### TEXT PASSAGE
.....

Do you feel like there is nothing to do online anymore?

Maybe the I'm viewing the past with rose tinted goggles now that I'm turning 30 soon, but I believe the internet as a whole has lost it's charm.
Back in my (relative) youth I could explore it endlessly find whatever to pass the time with.
It was a perfect escape from the real world, whether forums or online games at the time I could always find myself a group of people who shared some of my interests and interact with them.
It felt like I always was a part of a community, the web felt very tribal in a sense.
Now it all feels empty and hostile. It's almost the same experience as moving from a rural village to a big city just in the digital world.

It's all commercial, brands instead of people, everyone is hostile by default unless they try to sell you on something, nobody is there to have fun anymore. Nothing is authentic anymore.
Games are hyper-competitive.
Communities are fast and loose.
Maybe I'm just jaded, maybe I just don't have any real interest anymore, maybe I'm seeing the world in monochrome, but is that really true?

It feels like every corner of the internet has been shit on by a billion randoms constantly chiming in. Jumping into a space just to take a dump for a quick laugh resulting in very little long term traction for these spaces. Compared to old forums anyways.
People aren't invested in anything anymore, things are more permanent on this slow imageboard than they are on mainstream spaces.
Going back to the village analogy, it's like in a city, where you don't even know the next door neighbor in your concrete hives, so why not shit up the place?

.....

### A block of data
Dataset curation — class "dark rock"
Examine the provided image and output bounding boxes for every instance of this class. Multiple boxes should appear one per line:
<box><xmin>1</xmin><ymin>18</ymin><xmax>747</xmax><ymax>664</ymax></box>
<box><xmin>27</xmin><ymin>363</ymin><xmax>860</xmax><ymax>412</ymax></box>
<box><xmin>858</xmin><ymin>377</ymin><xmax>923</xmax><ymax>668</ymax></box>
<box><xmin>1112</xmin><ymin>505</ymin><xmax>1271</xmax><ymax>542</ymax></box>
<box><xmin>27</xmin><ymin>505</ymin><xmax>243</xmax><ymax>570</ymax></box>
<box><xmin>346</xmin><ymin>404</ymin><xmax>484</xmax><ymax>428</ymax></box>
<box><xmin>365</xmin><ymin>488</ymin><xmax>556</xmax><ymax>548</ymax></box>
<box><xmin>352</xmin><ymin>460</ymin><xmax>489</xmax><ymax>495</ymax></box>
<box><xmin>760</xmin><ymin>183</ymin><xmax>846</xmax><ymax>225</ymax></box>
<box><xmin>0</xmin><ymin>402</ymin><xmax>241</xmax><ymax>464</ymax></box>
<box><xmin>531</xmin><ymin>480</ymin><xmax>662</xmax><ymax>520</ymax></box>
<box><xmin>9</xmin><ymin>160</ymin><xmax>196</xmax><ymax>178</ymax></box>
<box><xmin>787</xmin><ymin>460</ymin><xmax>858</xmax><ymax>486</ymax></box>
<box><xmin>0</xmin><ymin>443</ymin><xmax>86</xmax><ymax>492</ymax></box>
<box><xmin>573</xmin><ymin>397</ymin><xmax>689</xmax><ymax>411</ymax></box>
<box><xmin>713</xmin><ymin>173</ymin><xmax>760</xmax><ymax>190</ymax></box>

.....

### PROBLEMS AND TASKS
A – In the post about the internet losing its charm, what age is the writer about to turn?
B – Quote the stretch of the post about the internet losing its charm from "Games are hyper-competitive." through "on mainstream spaces.".
You won't need the lines of data for any of this.

### ANSWERS FOR THE EXERCISE
A – 30

B –
Games are hyper-competitive.
Communities are fast and loose.
Maybe I'm just jaded, maybe I just don't have any real interest anymore, maybe I'm seeing the world in monochrome, but is that really true?

It feels like every corner of the internet has been shit on by a billion randoms constantly chiming in. Jumping into a space just to take a dump for a quick laugh resulting in very little long term traction for these spaces. Compared to old forums anyways.
People aren't invested in anything anymore, things are more permanent on this slow imageboard than they are on mainstream spaces.